Task brief: Please count how many lines of the listing below contain the string "clicks", with case counting, and give only that number.

——

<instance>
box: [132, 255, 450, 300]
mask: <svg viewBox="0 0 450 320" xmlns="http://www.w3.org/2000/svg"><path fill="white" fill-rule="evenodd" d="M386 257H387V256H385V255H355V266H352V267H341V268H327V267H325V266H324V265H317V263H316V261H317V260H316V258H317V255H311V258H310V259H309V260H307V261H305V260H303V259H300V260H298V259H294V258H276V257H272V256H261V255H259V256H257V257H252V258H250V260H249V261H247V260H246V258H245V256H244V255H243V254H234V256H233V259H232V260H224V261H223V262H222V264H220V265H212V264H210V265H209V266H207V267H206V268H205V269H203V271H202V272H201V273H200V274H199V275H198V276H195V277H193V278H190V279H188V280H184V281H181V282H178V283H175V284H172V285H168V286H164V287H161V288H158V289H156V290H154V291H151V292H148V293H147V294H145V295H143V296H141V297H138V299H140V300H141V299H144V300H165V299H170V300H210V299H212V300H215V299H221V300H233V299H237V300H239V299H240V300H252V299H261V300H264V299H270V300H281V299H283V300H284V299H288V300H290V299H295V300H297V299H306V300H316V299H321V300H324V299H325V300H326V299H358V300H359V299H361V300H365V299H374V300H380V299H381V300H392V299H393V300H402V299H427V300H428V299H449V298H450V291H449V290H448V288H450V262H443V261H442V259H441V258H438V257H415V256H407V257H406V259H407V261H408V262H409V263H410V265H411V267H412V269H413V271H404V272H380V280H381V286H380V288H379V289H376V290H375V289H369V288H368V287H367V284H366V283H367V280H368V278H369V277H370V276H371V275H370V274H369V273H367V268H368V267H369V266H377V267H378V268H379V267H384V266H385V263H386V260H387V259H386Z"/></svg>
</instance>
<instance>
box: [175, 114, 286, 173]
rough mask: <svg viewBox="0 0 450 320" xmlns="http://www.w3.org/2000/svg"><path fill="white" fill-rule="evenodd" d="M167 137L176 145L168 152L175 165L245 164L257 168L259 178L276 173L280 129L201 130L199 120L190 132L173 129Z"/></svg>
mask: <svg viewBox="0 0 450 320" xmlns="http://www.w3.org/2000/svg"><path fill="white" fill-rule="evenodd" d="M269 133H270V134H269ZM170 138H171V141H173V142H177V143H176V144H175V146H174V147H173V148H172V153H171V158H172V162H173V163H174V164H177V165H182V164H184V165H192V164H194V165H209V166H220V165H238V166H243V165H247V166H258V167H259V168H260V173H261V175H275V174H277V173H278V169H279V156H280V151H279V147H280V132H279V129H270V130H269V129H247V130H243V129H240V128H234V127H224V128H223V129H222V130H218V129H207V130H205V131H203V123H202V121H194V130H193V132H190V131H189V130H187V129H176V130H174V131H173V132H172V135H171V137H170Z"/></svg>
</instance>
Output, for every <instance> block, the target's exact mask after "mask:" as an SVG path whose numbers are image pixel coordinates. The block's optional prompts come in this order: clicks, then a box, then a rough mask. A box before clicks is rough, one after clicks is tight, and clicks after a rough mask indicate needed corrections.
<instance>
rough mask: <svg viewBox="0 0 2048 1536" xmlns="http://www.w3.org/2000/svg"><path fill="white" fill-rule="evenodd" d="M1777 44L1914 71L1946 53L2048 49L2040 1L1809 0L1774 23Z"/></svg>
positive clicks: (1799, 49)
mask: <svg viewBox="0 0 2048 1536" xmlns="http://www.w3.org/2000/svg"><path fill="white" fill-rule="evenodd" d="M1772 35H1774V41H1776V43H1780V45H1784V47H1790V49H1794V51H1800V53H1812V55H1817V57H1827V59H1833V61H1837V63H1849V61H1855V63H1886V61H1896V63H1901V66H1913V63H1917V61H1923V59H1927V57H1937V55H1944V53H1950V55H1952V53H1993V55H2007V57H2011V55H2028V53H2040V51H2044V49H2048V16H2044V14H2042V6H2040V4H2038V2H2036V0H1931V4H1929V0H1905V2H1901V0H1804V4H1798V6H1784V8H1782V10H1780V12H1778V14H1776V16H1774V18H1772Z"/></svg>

——

Exercise answer: 2